[Work task] Extend the article below about the S-72 RSRA hybrid helicopter, picking up right after its final sentence.

The S-72 RSRA was an experimental hybrid helicopter developed by Sikorsky of America. It first took flight in 1976.
The S-72 was a highly experimental attempt to combine fixed wing and rotorcraft features into one hybrid aircraft. It came about as a result of the Rotor Systems Research Aircraft (RSRA) project and was a collaboration between Sikorsky, NASA and the US Army. Essentially it provided a way for rotor properties to be tested in-flight.
The S-72 uses a highly-modified S-67 airframe. In addition, it used the main rotor from the S-61 as well as the roller gearbox from that craft. It was possible to fit the S-72 with two TF34 turbofans and wings. In fact, it could fly as a fixed-wing craft with no rotor at all!
Amazingly, the S-72 had an emergency crew extraction system. Explosive bolts sever the main rotor and egress panels are also blown off the roof. The crew then left the craft with the use of rockets.

[Given records]

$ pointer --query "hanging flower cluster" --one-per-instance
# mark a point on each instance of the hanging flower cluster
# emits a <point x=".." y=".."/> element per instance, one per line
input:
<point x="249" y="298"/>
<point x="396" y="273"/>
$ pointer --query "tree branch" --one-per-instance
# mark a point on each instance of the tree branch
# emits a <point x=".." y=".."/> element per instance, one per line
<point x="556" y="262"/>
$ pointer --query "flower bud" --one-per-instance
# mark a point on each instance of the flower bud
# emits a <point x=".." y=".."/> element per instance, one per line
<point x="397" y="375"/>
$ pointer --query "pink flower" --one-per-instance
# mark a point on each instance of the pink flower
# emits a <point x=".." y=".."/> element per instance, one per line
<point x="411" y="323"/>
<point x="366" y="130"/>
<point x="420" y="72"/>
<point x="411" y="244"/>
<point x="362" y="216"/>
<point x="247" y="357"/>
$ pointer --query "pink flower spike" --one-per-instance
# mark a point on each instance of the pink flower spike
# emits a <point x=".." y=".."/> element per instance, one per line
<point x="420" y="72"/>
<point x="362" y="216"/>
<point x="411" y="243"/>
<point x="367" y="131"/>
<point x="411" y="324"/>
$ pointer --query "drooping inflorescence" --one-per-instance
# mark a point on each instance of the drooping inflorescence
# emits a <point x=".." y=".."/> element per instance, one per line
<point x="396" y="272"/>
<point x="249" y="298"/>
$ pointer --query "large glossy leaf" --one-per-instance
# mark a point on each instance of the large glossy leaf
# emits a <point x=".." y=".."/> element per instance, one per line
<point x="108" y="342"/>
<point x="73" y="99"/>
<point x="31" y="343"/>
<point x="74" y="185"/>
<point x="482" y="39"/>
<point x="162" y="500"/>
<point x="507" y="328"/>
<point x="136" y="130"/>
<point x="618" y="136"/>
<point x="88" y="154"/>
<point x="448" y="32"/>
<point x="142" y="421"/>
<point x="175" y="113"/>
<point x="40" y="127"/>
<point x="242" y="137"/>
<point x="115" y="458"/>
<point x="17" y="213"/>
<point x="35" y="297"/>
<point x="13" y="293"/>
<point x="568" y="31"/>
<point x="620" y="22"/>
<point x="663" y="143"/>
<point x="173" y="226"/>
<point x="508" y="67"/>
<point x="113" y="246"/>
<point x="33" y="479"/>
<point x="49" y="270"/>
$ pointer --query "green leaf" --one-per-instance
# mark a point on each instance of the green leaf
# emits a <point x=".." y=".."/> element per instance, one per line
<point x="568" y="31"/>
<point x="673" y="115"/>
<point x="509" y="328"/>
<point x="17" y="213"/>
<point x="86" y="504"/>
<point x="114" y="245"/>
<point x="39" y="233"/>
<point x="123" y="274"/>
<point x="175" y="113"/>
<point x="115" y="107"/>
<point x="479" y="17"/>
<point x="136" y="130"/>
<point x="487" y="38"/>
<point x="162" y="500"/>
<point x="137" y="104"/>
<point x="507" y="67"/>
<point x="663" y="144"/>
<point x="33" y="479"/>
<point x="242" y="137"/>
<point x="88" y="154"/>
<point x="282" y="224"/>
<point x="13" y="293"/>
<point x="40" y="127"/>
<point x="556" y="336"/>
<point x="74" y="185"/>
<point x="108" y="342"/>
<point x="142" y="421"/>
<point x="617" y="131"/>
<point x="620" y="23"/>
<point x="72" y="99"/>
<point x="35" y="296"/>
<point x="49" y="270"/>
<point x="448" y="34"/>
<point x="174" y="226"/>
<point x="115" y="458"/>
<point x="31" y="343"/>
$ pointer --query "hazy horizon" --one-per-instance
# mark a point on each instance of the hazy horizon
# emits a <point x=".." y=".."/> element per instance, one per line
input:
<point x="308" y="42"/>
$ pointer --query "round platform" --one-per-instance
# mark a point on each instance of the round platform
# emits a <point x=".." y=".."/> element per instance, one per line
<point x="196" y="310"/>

* * *

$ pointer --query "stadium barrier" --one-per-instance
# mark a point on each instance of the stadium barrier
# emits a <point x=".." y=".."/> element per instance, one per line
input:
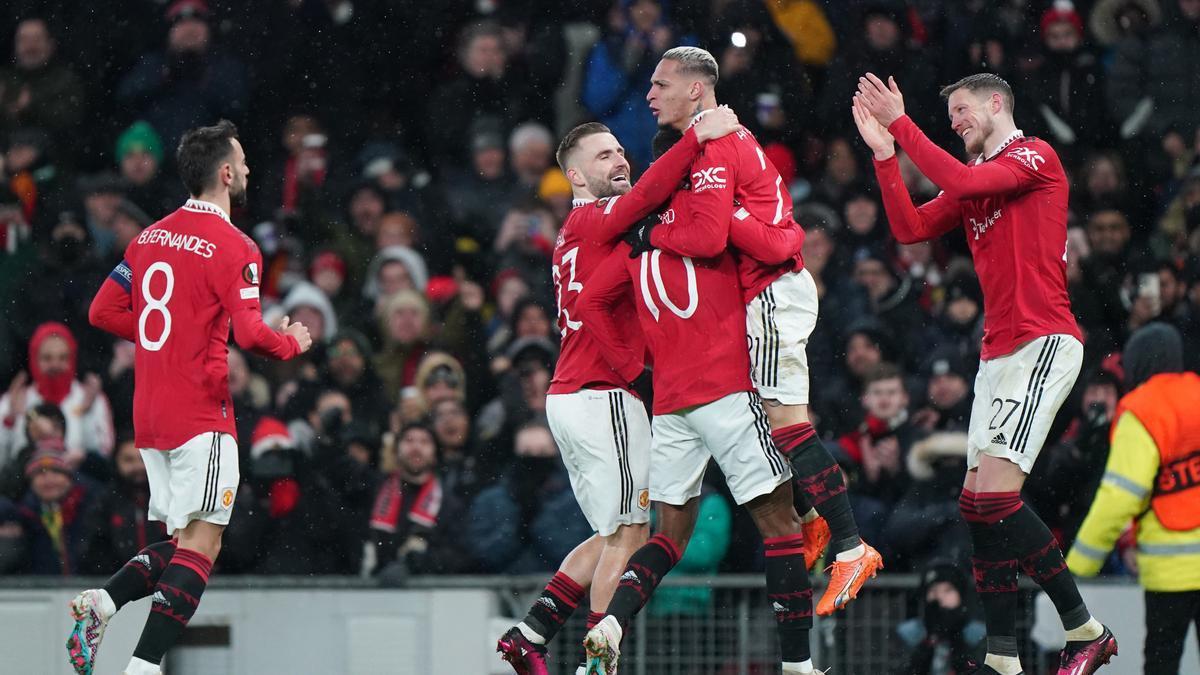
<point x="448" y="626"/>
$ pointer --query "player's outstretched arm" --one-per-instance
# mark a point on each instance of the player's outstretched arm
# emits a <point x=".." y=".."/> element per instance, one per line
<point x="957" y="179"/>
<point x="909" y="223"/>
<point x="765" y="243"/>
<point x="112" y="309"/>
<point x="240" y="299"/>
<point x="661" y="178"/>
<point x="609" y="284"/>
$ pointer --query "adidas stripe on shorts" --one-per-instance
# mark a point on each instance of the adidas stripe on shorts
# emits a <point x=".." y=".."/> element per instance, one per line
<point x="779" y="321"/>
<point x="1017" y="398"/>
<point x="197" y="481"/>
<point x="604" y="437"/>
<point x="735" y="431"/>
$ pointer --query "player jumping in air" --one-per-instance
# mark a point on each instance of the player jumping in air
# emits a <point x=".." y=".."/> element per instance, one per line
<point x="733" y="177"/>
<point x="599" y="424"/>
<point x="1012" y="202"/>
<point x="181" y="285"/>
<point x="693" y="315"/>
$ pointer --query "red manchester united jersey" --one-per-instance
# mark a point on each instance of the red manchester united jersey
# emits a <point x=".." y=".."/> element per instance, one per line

[Your response]
The S-72 was a pure research craft that filled an important void in aircraft design research. It provided a safe way to test rotor performance in real-world conditions. Something that a combination of mathematical analysis and wind tunnel testing could not do.
One of the most famous test-bed roles of the S-72 is the X-Wing circulation control rotor concept. This rotor system could also act as a fixed wing when locked in place and it used a novel virtual wing surface made from ported compressed air to alter lift.
Ultimately, only one RSRA was made and the project proceeded no further.